> **What you need to do**
a – In the article below on the CSU Sacramento slavery archive, how much funding does the digital archive project receive?
b – Continue the article below on the CSU Sacramento slavery archive from its final sentence.

> **Selected passage**
====================
CSU Sacramento -- October 29, 2003 California
Slavery Archive Takes Digital Format
California State University, Sacramento is building a
new one-of-a-kind archive that will draw visitors from around the world.
But those visitors will never step foot on campus. Instead they’ll
click their way through digital holdings—letters, journals, photographs,
documents, newspapers, ephemera and more—that tell the story of
African American slave experiences in California and the state’s
little-known involvement in the Underground Railroad. The digital archive
will hold high-quality images of original source material carefully
cataloged for use by scholars and the curious public.
“The library hasn’t jumped into a major digital collection
like this before,” said Terry Webb, library director and dean,
adding that it’s an exciting prospect. “We need to become
a more active player in the field of information technology.”
The CSUS Underground Railroad Project is under the guidance Joe Moore.
Moore, along with his wife, CSUS history professor Shirley Moore, are
experts in African American experiences in Gold Rush-era California
and founded the annual Juneteenth Celebration in Folsom that commemorates
the black experiences in the gold fields. The two are working with graduate
students and library specialists on the project.
Funding for the CSUS Underground Railroad Digital Archive project—$132,435—is
through a grant from the federal Library Services and Technology Act
administered by the California State Library.
It’s one part of the National Underground Railroad Network to
Freedom Program, a National Park Service effort to commemorate and interpret
the Underground Railroad across the nation. The Underground Railroad
was the name given to the loosely organized network of people—most
of them free blacks—who helped escaped slaves flee slavery in
the South and seek new lives in the North, the West, Canada, Mexico,
Europe and the Caribbean.
“Most people don’t think of the Underground Railroad as
operating in California,” Joe Moore said. “But there were
still a lot of slave issues in California—like bringing slaves
into the state and how they were to be treated.”
California was admitted to the Union as a free state largely because
white gold miners feared competition from slave labor in the gold fields.
Yet, at the same time, Southern slave holders continued to bring slaves
into the state and there were an estimated 200 to 300 blacks—as
well as countless California Indians—held as property in the state’s
early years.
“There were ads in the Sacramento newspapers offering blacks for
sale,” Moore said, adding that the local slave auctions were held
on J Street. And, where there were slaves, there were runaways and people
who helped them.
====================
> **Dataset content**
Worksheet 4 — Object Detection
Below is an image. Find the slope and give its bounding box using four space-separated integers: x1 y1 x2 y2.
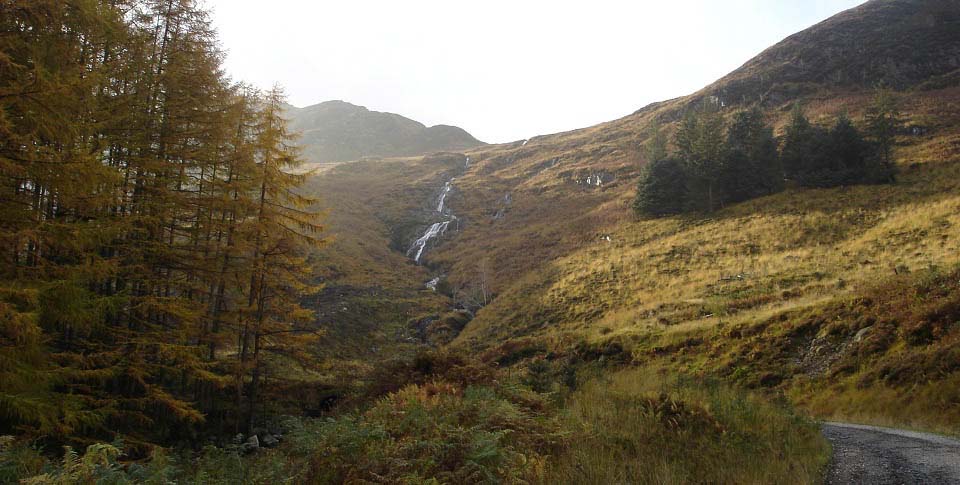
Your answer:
287 101 483 163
====================
> **The answers**
a – $132,435.

b –
“The National Park Service feels it is important to tell the story
of the Underground Railroad in the West,” Moore said. As a result,
once the CSUS archive is online, it will be linked into a national network
of websites devoted to blacks’ quest for freedom.
Telling that story in California is not easy: Most of the people who
worked to help blacks escape did so in secret, often using assumed names
and leaving few records. Moore’s first task was to find out how
many of those records still existed and then to bring as many as possible
together under one digital roof.
Moore and five graduate students from the history and public history
programs visited 80 different sites around the state and in British
Columbia (Vancouver became a prime destination for blacks from California)
and put together a list of material that fills a three-inch binder.
“It was amazing the amount of material we came up with,”
Moore said. It includes newspaper articles, personal letters, diaries,
early audio recordings, and—Moore’s favorite—photographs.
“That was the best part for me, just seeing their faces,”
he said. Moore and others on the project will now work with the owners
of the material to convert it into high-quality digital images and place
them on the Internet.
The library’s Webb said the project was unique in that the library
will be providing access to materials it does not have physical possession
of—acting more as a gateway to the resources than their physical
curator. But he said the project could make CSUS a logical place for
people to donate historical material about the African American experience
in California.
Moore said they are now working to gathering the material and post it
on the web. Although Moore expects the first material to go online in
the spring, it will be an incremental process with new materials posted
as they are digitized.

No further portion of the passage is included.